En
el triángulo que une las ciudades de Acre, Haifa y Nahariya, al oeste de la
Galilea, en medio de una llanura de campos verdes y junto a un Acueducto de la
época del Imperio Otomano, se encuentra un kibutz que hoy está integrado en el
circuito de las rutas obligadas de la Memoria, pero que en 1999 era un lugar
apartado y prácticamente desconocido a pesar de haber sido creado en abril de
1949 por 150 judíos supervivientes del Holocausto, entre los que se encontraban
alrededor de 20 que habían luchado y sobrevivido al levantamiento del gueto de
Varsovia durante la primavera de 1943, el mismo día que comenzaba Pesaj, la Pascua judía. Una de ellas era
Chavka Raban, fallecida en enero de 2014 y de cuyo testimonio en aquel
emblemático lugar años después guardo grato recuerdo.
El
Informe realizado por el general de las SS Jürgen Stroop para celebrar la
victoria sobre los judíos, y cuyo facsímil
pude tocar y hojear con el corazón encogido en la biblioteca de Yad Vashem de
Jerusalén en 2011 – el original se halla en los Archivos Nacionales de
Washington DC - es el testimonio gráfico de la degradación moral de una
sociedad aniquilada en su humanidad que es capaz de ver heroicos soldados
combatiendo a escoria humana cuando el resto de la humanidad ve la expresión
más grotesca de la inhumanidad del hombre. Asomarse a la ventana de la Historia
a través de sus protagonistas resulta inquietante. A veces el tiempo se detiene
ante esta triste y dolorosa cicatriz en la conciencia del ser humano. En otras
ocasiones, el número tatuado en el brazo es la marca del recuerdo de infancias,
adolescencias y vidas adultas interrumpidas bruscamente, de culturas
arraigadas, de amor y oscuridad en una relación contradictoria que sólo desea
vivir. Imaginar lo inimaginable a través de las fotografías o intentar penetrar
en las razones de los que sellaron su destino e inmortalizarlo con tinta es lo
único que podemos hacer los que no estuvimos allí para dar sentido a esos
destinos que se definen en un instante.

* [INDICACIÓN 1]:
Por favor, recopila cada línea del listado que contenga la palabra "green".

* [LISTADO PROPORCIONADO]:
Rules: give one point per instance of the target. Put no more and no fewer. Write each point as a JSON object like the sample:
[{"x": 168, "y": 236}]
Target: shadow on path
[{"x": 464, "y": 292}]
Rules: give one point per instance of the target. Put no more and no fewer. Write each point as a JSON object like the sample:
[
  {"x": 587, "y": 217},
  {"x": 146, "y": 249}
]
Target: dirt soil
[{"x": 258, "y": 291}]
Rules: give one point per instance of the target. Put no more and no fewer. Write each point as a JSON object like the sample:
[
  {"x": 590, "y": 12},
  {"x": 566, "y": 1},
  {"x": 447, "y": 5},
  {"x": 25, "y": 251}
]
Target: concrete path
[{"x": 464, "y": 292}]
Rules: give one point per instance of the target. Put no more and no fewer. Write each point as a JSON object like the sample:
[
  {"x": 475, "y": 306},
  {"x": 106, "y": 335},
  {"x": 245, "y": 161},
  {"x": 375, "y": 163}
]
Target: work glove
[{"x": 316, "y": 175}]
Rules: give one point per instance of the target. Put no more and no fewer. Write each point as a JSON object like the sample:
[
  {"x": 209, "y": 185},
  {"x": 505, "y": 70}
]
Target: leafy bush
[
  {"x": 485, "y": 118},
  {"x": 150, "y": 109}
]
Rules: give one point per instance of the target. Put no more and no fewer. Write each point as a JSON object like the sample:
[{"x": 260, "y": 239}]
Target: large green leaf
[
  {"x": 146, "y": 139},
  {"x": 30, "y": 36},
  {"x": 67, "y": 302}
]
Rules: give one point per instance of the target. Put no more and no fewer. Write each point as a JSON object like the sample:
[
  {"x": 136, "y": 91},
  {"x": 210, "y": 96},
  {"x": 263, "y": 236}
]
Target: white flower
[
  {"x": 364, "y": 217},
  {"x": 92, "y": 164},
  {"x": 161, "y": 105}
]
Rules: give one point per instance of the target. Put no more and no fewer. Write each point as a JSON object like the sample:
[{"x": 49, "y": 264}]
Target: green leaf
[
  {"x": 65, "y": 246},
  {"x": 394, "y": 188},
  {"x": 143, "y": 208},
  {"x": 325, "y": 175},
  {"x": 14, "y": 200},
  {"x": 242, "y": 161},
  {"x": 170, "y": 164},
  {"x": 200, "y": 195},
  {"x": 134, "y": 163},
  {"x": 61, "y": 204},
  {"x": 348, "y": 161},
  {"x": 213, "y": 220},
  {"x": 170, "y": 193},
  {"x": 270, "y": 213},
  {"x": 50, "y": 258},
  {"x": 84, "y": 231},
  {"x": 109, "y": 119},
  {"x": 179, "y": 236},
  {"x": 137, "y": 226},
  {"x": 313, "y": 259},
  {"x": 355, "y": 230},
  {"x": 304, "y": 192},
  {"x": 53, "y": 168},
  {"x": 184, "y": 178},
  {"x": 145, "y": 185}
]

* [INDICACIÓN 2]:
Según el fragmento de página, ¿dónde se encuentra el original del informe del general de las SS Jürgen Stroop?

* [RESPUESTA CORRECTA 1]:
Target: large green leaf
Target: green leaf

* [RESPUESTA CORRECTA 2]:
En los Archivos Nacionales de Washington DC.